■ **Passage shown**:
• • • •
More and more companies, government agencies, educational institutions and philanthropic organisations are today in the grip of a new phenomenon: ‘metric fixation’. The key components of metric fixation are the belief that it is possible – and desirable – to replace professional judgment (acquired through personal experience and talent) with numerical indicators of comparative performance based upon standardised data (metrics); and that the best way to motivate people within these organisations is by attaching rewards and penalties to their measured performance.
The rewards can be monetary, in the form of pay for performance, say, or reputational, in the form of college rankings, hospital ratings, surgical report cards and so on. But the most dramatic negative effect of metric fixation is its propensity to incentivise gaming: that is, encouraging professionals to maximise the metrics in ways that are at odds with the larger purpose of the organisation. If the rate of major crimes in a district becomes the metric according to which police officers are promoted, then some officers will respond by simply not recording crimes or downgrading them from major offences to misdemeanours. Or take the case of surgeons. When the metrics of success and failure are made public – affecting their reputation and income – some surgeons will improve their metric scores by refusing to operate on patients with more complex problems, whose surgical outcomes are more likely to be negative. Who suffers? The patients who don’t get operated upon.
When reward is tied to measured performance, metric fixation invites just this sort of gaming. But metric fixation also leads to a variety of more subtle unintended negative consequences. These include goal displacement, which comes in many varieties: when performance is judged by a few measures, and the stakes are high (keeping one’s job, getting a pay rise or raising the stock price at the time that stock options are vested), people focus on satisfying those measures – often at the expense of other, more important organisational goals that are not measured. The best-known example is ‘teaching to the test’, a widespread phenomenon that has distorted primary and secondary education in the United States since the adoption of the No Child Left Behind Act of 2001.
Short-termism is another negative. Measured performance encourages what the US sociologist Robert K Merton in 1936 called ‘the imperious immediacy of interests … where the actor’s paramount concern with the foreseen immediate consequences excludes consideration of further or other consequences’. In short, advancing short-term goals at the expense of long-range considerations. This problem is endemic to publicly traded corporations that sacrifice long-term research and development, and the development of their staff, to the perceived imperatives of the quarterly report.
To the debit side of the ledger must also be added the transactional costs of metrics: the expenditure of employee time by those tasked with compiling and processing the metrics in the first place – not to mention the time required to actually read them. . . .
Question: What main point does the author want to convey through the examples of the police officer and the surgeon?
Options:
- Some professionals are likely to be significantly influenced by the design of performance measurement systems.
- Metrics-linked rewards may encourage unethical behaviour among some professionals.
- The actions of police officers and surgeons have a significantly impact on society.
- Critical public roles should not be evaluated on metrics-based performance measures.
Question: Which of the following is NOT a consequence of the 'metric fixation' phenomenon mentioned in the passage?
Options:
- Improving cooperation among employees leading to increased organisational effectiveness in the long run.
• • • •
■ **Dataset excerpts**:
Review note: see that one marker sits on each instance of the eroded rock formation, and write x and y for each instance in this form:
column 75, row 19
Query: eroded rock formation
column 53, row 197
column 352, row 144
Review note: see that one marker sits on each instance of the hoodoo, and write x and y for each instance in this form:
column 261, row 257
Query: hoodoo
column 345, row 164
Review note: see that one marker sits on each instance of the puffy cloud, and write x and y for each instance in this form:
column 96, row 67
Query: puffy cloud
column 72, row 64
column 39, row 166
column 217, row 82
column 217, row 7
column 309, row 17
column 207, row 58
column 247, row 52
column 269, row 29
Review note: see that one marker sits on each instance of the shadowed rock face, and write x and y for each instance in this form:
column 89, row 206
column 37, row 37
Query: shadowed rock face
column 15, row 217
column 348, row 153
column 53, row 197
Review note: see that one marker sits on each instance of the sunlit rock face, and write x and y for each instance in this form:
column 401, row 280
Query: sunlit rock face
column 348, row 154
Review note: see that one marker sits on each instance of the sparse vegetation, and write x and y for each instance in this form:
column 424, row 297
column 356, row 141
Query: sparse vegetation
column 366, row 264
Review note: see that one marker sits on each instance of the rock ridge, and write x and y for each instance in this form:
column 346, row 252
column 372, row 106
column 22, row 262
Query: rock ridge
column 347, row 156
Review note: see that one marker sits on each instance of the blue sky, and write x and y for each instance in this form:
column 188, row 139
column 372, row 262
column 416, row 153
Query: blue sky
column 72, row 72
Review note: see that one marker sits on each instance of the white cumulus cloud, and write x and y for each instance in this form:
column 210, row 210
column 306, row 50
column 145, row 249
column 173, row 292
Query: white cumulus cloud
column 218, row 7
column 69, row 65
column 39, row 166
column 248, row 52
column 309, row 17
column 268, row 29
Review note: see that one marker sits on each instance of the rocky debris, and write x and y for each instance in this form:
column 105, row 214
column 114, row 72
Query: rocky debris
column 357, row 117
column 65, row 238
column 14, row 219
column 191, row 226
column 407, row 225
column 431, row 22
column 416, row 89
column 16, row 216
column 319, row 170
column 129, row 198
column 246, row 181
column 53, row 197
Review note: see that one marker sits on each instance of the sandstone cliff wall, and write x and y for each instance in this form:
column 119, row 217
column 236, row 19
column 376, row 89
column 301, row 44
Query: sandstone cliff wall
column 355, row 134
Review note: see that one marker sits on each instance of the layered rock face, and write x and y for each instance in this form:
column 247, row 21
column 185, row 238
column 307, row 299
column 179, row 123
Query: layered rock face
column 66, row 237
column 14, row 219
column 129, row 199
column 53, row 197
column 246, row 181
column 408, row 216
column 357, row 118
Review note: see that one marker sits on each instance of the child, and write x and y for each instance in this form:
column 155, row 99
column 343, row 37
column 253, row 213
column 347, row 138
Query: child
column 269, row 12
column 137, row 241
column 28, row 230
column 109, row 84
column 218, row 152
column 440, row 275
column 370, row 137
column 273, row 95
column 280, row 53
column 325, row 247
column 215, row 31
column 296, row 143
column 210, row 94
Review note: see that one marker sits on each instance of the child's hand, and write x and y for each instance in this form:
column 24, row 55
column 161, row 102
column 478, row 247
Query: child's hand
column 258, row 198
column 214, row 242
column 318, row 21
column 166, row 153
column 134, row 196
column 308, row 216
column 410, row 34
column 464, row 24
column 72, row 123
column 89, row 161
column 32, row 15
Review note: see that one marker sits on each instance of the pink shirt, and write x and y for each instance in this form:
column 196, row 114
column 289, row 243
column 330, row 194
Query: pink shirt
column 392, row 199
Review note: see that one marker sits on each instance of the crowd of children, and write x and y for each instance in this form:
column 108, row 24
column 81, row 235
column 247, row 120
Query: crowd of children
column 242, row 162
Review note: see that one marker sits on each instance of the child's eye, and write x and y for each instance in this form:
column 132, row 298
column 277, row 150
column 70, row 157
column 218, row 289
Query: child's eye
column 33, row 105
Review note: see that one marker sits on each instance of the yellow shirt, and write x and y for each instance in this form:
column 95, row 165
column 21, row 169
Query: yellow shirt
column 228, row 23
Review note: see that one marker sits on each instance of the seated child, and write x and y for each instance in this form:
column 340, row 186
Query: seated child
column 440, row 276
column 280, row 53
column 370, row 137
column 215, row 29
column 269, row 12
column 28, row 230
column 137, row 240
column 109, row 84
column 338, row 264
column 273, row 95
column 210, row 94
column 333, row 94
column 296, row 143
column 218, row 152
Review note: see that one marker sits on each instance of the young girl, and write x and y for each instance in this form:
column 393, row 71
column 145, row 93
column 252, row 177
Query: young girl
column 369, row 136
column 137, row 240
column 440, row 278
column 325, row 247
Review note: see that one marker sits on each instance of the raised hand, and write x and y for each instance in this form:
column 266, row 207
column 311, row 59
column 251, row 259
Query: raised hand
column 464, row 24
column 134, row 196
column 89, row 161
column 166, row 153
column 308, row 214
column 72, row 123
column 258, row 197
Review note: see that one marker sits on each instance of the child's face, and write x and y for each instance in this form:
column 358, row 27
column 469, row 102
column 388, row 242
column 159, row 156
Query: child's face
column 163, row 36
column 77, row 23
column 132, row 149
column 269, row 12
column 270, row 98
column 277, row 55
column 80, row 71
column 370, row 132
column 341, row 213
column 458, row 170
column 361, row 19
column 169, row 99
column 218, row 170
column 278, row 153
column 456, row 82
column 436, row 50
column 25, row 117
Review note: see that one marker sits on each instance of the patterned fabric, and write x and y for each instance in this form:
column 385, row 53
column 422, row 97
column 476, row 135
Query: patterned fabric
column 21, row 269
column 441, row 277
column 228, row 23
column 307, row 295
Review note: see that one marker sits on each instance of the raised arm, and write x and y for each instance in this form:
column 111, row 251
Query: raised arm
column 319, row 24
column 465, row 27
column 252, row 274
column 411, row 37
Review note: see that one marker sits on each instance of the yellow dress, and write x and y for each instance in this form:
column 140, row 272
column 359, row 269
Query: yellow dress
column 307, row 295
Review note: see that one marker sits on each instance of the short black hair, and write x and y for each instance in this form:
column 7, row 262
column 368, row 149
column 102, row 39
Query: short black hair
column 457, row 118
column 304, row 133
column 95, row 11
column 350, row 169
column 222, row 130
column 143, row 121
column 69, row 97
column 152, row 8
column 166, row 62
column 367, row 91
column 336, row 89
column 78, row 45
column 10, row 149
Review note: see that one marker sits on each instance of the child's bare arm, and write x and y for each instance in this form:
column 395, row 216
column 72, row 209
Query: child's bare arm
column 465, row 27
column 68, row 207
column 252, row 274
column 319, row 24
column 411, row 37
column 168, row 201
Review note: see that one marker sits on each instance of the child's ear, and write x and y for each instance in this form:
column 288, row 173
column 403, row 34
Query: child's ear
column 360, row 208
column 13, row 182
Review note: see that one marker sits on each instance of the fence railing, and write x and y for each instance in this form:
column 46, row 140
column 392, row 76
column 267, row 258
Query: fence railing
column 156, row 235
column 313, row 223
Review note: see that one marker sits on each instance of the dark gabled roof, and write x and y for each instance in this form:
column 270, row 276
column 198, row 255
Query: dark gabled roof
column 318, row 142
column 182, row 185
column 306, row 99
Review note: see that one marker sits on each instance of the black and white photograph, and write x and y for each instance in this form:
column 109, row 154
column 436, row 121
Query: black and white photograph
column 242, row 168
• • • •
■ **Problems to work on**:
1 - Please revise the stretch from "To the debit" through "performance measurement systems." in the passage on metric fixation, putting "staff time" in place of "employee time".
2 - For each statement, answer yes or no according to the passage on metric fixation, and quote the words that decide it. (a) Robert K Merton wrote about "the imperious immediacy of interests" in 1936. (b) The No Child Left Behind Act was adopted in 2005. (c) The rewards tied to measured performance are only monetary.
The records above are separate material and not part of the passage on metric fixation.

■ **Outputs by task**:
1 -
To the debit side of the ledger must also be added the transactional costs of metrics: the expenditure of staff time by those tasked with compiling and processing the metrics in the first place – not to mention the time required to actually read them. . . .
Question: What main point does the author want to convey through the examples of the police officer and the surgeon?
Options:
- Some professionals are likely to be significantly influenced by the design of performance measurement systems.

2 -
(a) Yes: "what the US sociologist Robert K Merton in 1936 called ‘the imperious immediacy of interests"
(b) No: "the No Child Left Behind Act of 2001"
(c) No: "The rewards can be monetary, in the form of pay for performance, say, or reputational, in the form of college rankings, hospital ratings, surgical report cards and so on."